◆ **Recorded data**

___

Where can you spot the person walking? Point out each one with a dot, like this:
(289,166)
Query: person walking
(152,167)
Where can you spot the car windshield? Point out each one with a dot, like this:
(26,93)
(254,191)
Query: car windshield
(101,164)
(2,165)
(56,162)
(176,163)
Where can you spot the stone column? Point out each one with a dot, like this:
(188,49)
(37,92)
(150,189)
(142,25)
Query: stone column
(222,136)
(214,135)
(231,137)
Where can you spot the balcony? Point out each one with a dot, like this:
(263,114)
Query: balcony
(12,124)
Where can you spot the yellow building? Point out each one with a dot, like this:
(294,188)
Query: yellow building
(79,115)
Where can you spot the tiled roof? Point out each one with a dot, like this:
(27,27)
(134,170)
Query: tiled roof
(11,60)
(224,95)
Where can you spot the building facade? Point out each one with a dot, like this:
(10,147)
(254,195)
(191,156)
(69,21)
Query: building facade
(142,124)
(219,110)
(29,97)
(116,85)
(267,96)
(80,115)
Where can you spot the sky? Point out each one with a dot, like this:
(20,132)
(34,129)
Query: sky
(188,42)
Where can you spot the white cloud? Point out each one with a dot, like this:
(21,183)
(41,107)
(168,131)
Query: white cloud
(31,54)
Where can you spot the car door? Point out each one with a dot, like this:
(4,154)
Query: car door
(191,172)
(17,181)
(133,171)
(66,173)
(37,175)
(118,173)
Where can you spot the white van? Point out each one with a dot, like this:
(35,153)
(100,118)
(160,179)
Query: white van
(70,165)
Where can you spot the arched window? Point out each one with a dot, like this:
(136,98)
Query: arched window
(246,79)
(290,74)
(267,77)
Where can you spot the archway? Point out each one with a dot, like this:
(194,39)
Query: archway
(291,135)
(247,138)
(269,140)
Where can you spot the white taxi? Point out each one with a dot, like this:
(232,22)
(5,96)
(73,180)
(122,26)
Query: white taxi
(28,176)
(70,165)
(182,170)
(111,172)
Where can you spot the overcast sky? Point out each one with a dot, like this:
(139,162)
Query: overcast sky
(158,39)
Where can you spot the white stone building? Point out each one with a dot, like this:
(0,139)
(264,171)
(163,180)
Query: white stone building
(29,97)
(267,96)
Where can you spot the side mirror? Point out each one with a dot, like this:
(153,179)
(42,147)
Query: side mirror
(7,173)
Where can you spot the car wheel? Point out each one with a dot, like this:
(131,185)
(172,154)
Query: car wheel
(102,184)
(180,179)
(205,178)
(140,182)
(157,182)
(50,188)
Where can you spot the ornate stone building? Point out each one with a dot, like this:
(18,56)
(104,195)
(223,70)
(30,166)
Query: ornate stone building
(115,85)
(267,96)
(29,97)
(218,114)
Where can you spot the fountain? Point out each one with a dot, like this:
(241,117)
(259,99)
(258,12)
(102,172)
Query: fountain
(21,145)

___

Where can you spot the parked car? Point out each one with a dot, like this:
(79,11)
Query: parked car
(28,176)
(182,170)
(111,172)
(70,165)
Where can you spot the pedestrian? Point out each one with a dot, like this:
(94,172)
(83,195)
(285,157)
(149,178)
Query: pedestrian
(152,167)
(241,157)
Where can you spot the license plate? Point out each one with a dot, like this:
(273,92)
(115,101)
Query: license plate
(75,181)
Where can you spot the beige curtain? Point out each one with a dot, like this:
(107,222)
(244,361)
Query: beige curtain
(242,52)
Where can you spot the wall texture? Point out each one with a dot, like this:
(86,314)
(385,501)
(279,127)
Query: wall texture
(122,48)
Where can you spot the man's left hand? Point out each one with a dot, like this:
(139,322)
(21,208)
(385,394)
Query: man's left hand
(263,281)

___

◆ **Aim of the exercise**
Reproduce only the lines above spanning from the line containing "Where can you spot the white stone" through the line containing "Where can you spot the ornate", word for word.

◆ **Answer area**
Where can you spot the white stone building? Point out each one with a dot, like this:
(0,139)
(264,171)
(163,180)
Query: white stone building
(29,97)
(267,96)
Where can you spot the side mirror? Point out each one with a dot, like this:
(153,179)
(42,147)
Query: side mirror
(7,173)
Where can you spot the car wheel? Point out each one with a dot, like this:
(131,185)
(172,154)
Query: car wheel
(102,184)
(180,179)
(205,178)
(140,182)
(157,182)
(50,188)
Where can you spot the ornate stone building? Point out each one with a dot, like this:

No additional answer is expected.